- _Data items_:
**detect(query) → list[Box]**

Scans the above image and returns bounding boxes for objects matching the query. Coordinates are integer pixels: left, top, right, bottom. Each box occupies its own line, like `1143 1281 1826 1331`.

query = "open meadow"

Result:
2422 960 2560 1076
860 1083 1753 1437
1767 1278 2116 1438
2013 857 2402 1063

==

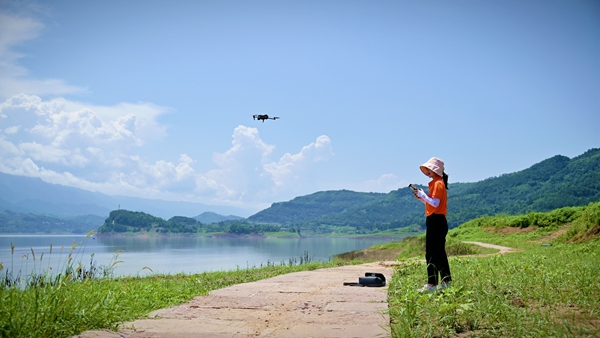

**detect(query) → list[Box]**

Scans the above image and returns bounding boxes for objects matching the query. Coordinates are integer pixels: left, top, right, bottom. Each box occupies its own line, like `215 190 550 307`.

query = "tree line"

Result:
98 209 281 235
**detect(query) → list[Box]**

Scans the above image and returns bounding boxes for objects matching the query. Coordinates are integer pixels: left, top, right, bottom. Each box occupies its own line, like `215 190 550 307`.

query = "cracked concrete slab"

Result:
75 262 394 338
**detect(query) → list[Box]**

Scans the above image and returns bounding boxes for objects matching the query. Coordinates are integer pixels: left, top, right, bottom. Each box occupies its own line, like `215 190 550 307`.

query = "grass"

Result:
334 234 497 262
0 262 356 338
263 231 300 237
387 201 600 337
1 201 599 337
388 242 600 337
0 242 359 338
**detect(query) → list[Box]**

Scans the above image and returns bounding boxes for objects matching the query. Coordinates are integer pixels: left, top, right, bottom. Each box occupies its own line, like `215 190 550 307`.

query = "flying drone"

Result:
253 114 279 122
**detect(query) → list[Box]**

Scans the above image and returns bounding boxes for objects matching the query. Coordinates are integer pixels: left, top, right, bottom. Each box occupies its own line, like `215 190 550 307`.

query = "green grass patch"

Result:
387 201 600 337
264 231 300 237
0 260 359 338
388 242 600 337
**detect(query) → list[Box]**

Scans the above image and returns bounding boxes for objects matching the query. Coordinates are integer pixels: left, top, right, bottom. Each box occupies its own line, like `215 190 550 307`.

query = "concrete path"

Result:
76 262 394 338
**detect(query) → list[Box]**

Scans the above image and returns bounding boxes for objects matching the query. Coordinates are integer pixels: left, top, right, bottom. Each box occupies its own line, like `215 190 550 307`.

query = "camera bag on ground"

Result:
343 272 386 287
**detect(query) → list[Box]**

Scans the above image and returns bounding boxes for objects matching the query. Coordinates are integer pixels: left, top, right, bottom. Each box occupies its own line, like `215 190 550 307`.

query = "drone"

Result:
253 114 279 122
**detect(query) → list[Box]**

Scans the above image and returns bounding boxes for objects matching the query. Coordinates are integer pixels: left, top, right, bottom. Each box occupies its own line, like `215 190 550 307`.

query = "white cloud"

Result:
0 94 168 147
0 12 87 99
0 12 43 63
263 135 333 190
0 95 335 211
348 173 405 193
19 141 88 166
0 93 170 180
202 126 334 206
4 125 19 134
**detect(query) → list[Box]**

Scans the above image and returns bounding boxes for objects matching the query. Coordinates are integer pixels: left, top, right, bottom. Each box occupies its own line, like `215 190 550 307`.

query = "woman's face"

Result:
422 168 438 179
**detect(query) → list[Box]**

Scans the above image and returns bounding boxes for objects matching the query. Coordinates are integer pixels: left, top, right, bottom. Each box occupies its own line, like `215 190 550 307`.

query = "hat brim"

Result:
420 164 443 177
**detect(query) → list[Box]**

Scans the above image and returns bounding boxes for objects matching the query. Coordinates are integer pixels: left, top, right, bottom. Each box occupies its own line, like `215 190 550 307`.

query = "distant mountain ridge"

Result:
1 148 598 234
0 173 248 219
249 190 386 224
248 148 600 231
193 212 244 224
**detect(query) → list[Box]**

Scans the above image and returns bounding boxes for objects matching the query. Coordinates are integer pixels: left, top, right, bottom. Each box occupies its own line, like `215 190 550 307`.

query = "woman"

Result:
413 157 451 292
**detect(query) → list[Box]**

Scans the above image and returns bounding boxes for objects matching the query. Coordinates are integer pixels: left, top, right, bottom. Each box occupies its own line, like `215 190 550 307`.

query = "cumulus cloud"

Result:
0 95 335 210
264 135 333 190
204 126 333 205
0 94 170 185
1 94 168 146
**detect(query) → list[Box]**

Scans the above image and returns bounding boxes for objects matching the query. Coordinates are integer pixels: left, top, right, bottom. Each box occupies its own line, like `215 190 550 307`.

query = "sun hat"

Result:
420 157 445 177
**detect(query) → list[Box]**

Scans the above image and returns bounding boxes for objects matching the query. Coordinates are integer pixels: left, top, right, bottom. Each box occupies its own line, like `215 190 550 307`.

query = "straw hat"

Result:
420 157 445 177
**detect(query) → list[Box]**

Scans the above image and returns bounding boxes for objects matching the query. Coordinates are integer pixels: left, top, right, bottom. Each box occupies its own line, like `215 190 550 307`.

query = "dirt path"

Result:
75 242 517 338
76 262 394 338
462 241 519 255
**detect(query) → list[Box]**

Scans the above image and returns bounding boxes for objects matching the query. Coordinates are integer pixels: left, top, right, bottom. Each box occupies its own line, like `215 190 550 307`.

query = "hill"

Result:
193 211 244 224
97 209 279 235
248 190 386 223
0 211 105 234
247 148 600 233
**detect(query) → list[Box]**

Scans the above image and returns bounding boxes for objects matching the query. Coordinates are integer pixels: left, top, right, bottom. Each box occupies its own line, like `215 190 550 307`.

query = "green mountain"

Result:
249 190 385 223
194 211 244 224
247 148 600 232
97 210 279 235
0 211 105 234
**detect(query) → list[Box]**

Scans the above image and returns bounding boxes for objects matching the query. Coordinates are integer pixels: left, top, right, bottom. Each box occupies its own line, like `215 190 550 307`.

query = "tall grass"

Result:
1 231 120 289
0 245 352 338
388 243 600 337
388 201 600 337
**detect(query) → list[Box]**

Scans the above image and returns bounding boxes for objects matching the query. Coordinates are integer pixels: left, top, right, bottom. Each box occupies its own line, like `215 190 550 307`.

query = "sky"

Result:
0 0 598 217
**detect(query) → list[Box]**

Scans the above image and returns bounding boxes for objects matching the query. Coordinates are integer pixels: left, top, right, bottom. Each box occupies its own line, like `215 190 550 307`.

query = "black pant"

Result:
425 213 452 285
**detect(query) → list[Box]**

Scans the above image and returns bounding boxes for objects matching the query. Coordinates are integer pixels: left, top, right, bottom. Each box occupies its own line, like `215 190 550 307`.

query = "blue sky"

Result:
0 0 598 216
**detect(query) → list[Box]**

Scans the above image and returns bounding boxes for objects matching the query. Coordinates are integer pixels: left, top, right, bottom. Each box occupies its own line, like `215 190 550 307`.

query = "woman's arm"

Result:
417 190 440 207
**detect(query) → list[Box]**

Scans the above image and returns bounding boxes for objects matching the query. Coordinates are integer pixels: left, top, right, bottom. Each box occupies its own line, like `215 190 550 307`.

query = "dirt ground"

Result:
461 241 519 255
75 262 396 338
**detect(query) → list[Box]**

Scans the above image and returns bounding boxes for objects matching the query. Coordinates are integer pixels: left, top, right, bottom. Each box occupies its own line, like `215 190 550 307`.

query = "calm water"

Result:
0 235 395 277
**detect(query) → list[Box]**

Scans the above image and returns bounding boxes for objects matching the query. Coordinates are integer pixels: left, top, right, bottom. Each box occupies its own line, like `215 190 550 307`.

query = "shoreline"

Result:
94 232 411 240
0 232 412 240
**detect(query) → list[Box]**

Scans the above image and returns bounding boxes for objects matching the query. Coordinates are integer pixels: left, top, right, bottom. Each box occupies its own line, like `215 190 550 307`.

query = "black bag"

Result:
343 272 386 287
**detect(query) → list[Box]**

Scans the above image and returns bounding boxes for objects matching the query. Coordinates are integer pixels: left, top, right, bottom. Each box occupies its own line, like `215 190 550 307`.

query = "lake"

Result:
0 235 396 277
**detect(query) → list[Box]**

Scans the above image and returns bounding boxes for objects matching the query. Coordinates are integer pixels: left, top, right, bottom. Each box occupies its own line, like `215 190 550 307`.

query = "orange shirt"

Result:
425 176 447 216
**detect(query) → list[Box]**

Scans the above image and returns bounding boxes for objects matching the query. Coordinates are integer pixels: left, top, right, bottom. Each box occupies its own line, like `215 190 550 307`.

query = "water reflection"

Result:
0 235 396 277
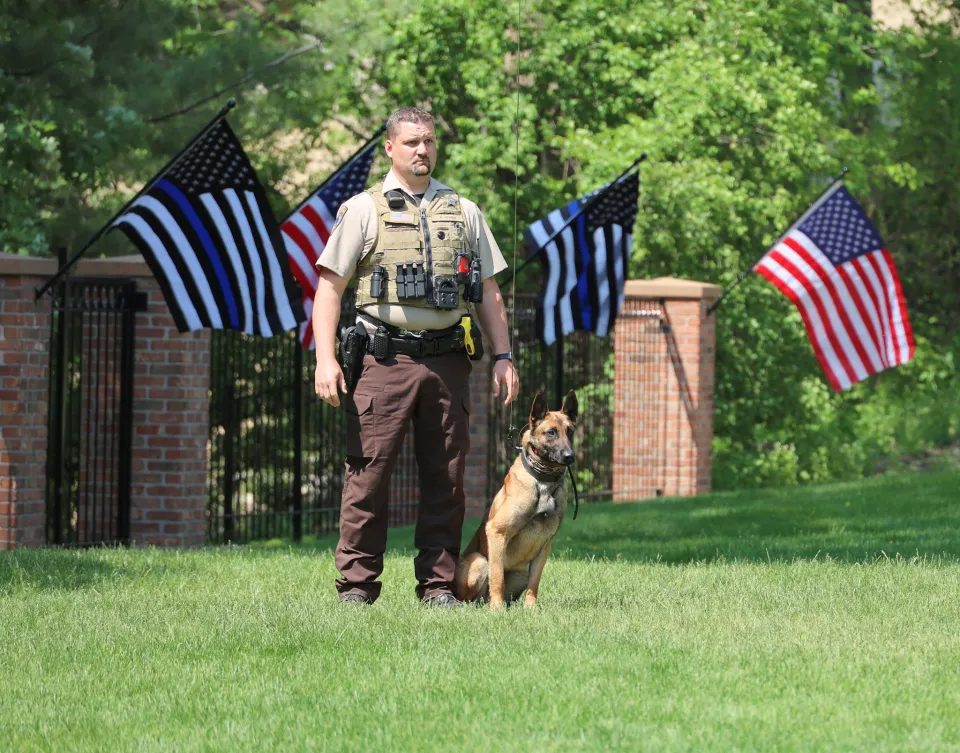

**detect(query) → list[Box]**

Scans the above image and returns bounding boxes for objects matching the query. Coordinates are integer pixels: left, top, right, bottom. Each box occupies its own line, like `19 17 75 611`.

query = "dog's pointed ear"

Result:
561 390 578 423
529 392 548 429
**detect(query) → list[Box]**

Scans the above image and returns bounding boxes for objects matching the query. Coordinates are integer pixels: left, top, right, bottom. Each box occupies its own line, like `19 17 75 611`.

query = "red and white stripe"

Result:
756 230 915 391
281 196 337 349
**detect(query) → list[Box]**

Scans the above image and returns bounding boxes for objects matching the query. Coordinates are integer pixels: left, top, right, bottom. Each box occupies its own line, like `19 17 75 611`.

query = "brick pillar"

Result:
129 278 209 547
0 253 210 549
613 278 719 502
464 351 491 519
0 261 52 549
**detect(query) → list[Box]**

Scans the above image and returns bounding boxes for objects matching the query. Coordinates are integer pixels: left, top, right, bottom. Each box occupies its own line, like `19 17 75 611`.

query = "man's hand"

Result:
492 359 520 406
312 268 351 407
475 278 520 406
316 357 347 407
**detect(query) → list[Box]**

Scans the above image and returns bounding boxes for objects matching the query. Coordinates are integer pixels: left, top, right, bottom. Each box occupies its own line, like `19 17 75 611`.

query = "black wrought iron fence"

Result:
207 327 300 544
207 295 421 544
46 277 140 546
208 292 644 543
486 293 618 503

- _ASSIGNMENT_: Count the lines in the records that include the word "white". Report the total alone.

- _RESULT FOR THIS EXERCISE_: 2